[What this task involves]
Pull out each line of the records below that contains the word "bouquet", and copy those lines in the order they appear.

[Record list]
+ + +
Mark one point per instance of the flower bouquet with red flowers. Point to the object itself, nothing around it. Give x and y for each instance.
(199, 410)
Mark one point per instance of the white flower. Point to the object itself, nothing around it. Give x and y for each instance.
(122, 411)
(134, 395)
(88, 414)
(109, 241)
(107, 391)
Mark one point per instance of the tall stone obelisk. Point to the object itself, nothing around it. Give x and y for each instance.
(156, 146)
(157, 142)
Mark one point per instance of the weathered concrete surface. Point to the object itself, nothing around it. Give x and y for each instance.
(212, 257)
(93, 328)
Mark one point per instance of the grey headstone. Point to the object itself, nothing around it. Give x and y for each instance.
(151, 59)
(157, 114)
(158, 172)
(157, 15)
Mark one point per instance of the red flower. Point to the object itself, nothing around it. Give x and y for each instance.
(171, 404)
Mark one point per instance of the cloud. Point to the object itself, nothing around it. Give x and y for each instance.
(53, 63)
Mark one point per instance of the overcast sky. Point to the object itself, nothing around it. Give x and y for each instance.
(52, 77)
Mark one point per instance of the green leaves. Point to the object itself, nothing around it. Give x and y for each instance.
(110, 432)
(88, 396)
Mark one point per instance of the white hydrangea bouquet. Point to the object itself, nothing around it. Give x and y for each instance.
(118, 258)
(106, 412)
+ + +
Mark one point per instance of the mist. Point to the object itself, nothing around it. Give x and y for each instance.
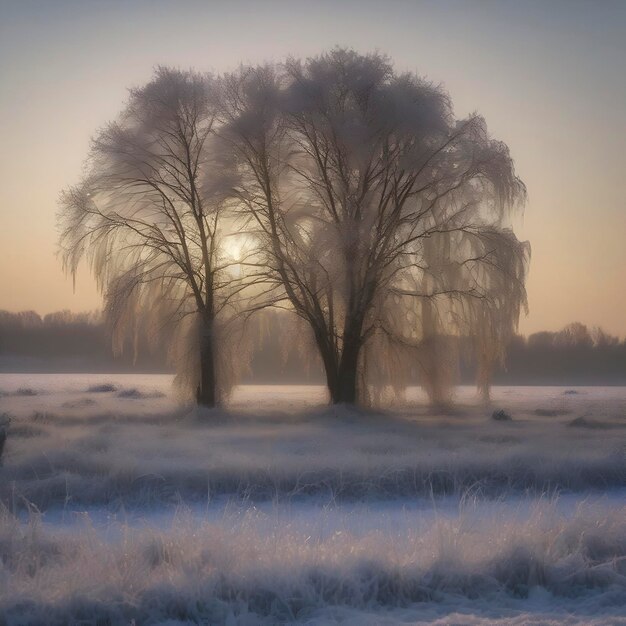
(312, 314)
+ + +
[Output for this task]
Mark one point per instance of the flower bouquet with red flowers. Point to the object itself, nothing around it. Give x and y for each instance.
Mark one point per instance of the white hydrangea bouquet. Point to the object itself, nothing around it. Give x and y for each instance.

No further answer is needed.